SUPPLIED RECORDS:
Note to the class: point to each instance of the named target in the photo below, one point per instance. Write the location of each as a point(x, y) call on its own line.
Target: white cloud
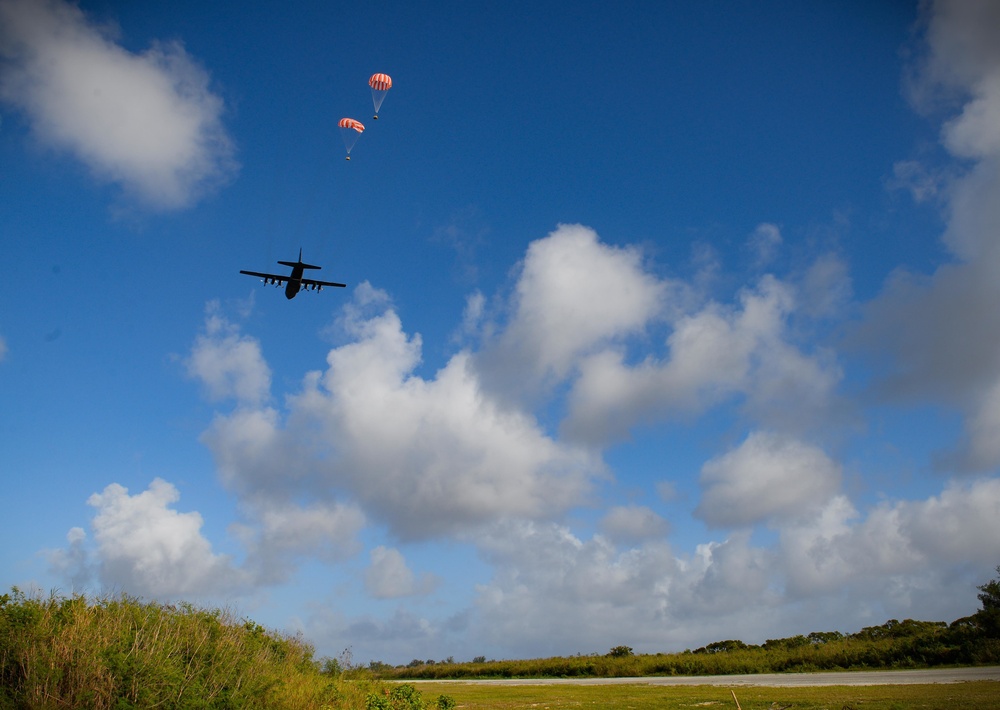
point(714, 354)
point(632, 523)
point(939, 335)
point(768, 475)
point(146, 122)
point(893, 550)
point(573, 294)
point(426, 457)
point(150, 549)
point(764, 242)
point(389, 577)
point(278, 534)
point(228, 364)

SET EXERCISE: Reproduce the data above word for word, leaving out the picture.

TASK RESPONSE:
Note to the class: point to each instance of the named target in the photo below, one point per instance. Write the location of each as a point(x, y) call on its own line.
Target: white cloud
point(714, 354)
point(632, 523)
point(939, 335)
point(768, 475)
point(146, 122)
point(893, 550)
point(573, 294)
point(426, 457)
point(150, 549)
point(764, 242)
point(389, 577)
point(278, 534)
point(228, 364)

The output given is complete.